Closed kylefoley76 closed 4 years ago
I forgot to put the traceback
Traceback (most recent call last):
File "/Applications/PyCharm CE.app/Contents/plugins/python-ce/helpers/pydev/_pydevd_bundle/pydevd_resolver.py", line 178, in _getPyDictionary
attr = getattr(var, n)
AttributeError: Extensions
Traceback (most recent call last):
File "/Applications/PyCharm CE.app/Contents/plugins/python-ce/helpers/pydev/pydevd.py", line 1434, in _exec
pydev_imports.execfile(file, globals, locals) # execute the script
File "/Applications/PyCharm CE.app/Contents/plugins/python-ce/helpers/pydev/_pydev_imps/_pydev_execfile.py", line 18, in execfile
exec(compile(contents+"\n", file, 'exec'), glob, loc)
File "/Users/kylefoley/codes/pcode/other/text2audio.py", line 287, in <module>
audio2txt()
File "/Users/kylefoley/codes/pcode/other/text2audio.py", line 22, in __init__
self.loop_audio2txt()
File "/Users/kylefoley/codes/pcode/other/text2audio.py", line 55, in loop_audio2txt
self.sample_recognize()
◇ ◇ ◇ ◇
- **PROMPT**
Print the traceback thread verbatim, beginning at the words "AttributeError: Extensions" and stopping after "self.loop_audio2txt()". The records have no connection to the traceback thread.

- **INFORMATION SUPPLIED**
◇ ◇ ◇ ◇
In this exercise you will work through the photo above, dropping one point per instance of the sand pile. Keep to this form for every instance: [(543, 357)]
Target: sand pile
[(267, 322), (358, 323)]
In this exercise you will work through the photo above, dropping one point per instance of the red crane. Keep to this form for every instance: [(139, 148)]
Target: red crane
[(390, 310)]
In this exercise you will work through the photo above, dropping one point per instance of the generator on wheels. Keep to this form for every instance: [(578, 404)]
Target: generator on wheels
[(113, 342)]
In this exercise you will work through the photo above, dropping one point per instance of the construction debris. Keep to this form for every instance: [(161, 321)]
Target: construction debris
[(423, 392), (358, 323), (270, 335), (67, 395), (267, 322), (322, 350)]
◇ ◇ ◇ ◇
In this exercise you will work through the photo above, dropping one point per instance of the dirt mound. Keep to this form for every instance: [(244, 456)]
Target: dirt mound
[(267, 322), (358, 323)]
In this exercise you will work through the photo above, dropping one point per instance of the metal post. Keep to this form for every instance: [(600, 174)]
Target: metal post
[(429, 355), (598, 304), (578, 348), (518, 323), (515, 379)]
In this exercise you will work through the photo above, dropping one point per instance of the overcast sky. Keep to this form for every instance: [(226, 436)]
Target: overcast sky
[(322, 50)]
◇ ◇ ◇ ◇
- **SOLUTION**
AttributeError: Extensions
Traceback (most recent call last):
File "/Applications/PyCharm CE.app/Contents/plugins/python-ce/helpers/pydev/pydevd.py", line 1434, in _exec
pydev_imports.execfile(file, globals, locals) # execute the script
File "/Applications/PyCharm CE.app/Contents/plugins/python-ce/helpers/pydev/_pydev_imps/_pydev_execfile.py", line 18, in execfile
exec(compile(contents+"\n", file, 'exec'), glob, loc)
File "/Users/kylefoley/codes/pcode/other/text2audio.py", line 287, in <module>
audio2txt()
File "/Users/kylefoley/codes/pcode/other/text2audio.py", line 22, in __init__
self.loop_audio2txt()